* Reading text
[Start of Attachment]
After Inpharmatica was set up, however, Thornton left the actual discovery to other researchers and settled into an advisory role with the company. “I'm an academic at heart,” she says. “Drug discovery requires a lot of serendipity, and you're almost doing the impossible, whereas academic science is finding the things that are feasible and doable, and I much prefer that.”

A Biologist Emerges

In 2001 Thornton took on the challenge of becoming Director of the European Bioinformatics Institute (EBI), which is part of the European Molecular Biology Laboratory (EMBL). The EBI looks after core molecular data in biology, providing the European center for many international database consortia, such as UniProt and wwPDB. Having based her career on protein structural data, Thornton appreciates its value and wishes to help ensure it receives the care and attention it deserves in terms of simple deposition, reliable curation and annotation, and easy access. “EBI combines the handling of these `gold nuggets' of data with a thriving community of young bioinformatics research groups, who seek to unravel the mysteries the data hold,” she says. “Combining knowledge derived from many different types of biological data will be the key to unraveling the molecular basis of life.”
[End of Attachment]
* The data
[Start of Attachment]
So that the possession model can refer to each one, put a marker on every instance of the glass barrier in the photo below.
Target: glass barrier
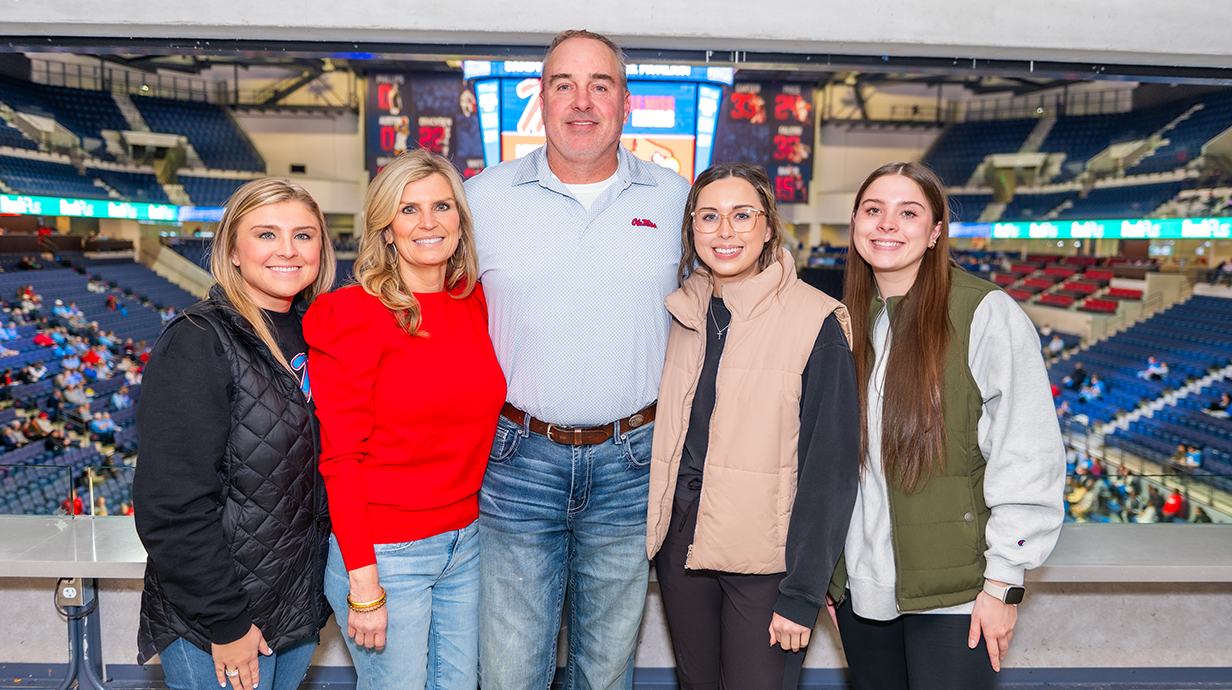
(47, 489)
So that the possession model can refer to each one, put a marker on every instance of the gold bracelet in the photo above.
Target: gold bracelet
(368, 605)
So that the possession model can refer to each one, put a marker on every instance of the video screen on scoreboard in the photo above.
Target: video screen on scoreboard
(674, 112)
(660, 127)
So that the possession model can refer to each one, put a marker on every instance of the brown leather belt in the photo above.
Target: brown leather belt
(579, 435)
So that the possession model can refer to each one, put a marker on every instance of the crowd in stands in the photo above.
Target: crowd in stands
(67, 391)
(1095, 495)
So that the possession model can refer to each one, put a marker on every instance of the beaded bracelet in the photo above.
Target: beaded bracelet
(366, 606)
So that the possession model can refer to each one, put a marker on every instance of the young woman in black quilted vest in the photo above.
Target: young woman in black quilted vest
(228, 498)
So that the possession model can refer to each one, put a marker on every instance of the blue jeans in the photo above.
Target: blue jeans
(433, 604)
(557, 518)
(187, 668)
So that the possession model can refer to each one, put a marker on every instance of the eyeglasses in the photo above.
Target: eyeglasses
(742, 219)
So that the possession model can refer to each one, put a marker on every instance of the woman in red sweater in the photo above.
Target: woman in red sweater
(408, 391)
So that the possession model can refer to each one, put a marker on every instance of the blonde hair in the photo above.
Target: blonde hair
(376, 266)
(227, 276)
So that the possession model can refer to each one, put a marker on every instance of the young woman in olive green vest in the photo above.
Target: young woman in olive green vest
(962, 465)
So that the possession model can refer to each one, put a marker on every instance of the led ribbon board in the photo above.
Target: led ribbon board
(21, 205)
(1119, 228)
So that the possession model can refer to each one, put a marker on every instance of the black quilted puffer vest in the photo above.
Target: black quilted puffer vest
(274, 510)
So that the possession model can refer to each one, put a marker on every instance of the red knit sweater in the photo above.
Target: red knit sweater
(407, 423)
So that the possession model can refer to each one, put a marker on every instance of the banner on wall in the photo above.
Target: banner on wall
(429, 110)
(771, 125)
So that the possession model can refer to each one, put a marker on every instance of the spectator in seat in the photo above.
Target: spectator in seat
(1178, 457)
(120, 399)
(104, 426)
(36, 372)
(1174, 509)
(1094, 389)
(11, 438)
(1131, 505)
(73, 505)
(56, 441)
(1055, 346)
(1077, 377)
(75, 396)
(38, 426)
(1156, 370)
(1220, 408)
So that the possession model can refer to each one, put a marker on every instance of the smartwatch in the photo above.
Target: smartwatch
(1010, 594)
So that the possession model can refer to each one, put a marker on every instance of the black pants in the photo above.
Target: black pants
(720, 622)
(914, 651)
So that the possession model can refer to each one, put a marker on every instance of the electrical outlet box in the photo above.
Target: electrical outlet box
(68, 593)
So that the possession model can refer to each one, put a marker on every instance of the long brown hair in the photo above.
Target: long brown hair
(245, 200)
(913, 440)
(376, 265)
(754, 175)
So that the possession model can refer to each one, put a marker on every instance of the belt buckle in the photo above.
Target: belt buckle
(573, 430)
[End of Attachment]
* Tasks to perform
1) In the profile of Thornton, why did she leave the actual discovery work at Inpharmatica to other researchers? Answer in one to three sentences.
2) According to the profile of Thornton, in what year did she become Director of the European Bioinformatics Institute?
3) Continue the profile of Thornton from its last sentence.
The lines after the text are unrelated to it.

* Outputs by task
1) She considers herself an academic at heart. She sees drug discovery as depending on a lot of serendipity and as almost doing the impossible. She prefers academic science, which finds things that are feasible and doable.

2) 2001

3)
As Thornton explains, “For me, it's been a journey of being a physicist to being a biologist.” Over the past several years, she has shifted her research to continue this trip into the life sciences. “The function is the critical thing about proteins,” she says. “What they do and how they do it. I've started looking at how the structure affects the function, and how proteins interact with other proteins or small molecules.”

“For me, it's been a journey of being a physicist to being a biologist.”

In her Inaugural Article (1), Thornton presents a unique method to improve the ability to assign function to a protein based on sequence data. Currently, she notes, most functional prediction relies solely on comparing the target protein with homologous sequences in the database. She has found, however, that it is extremely difficult to assign function based on homologues that share less than 40% similarity, partially because many protein families evolve over time by changing a few key residues. “These families become diverse,” she notes. “Enzymes in particular will conserve their chemistry but change the substrates with which they bind.”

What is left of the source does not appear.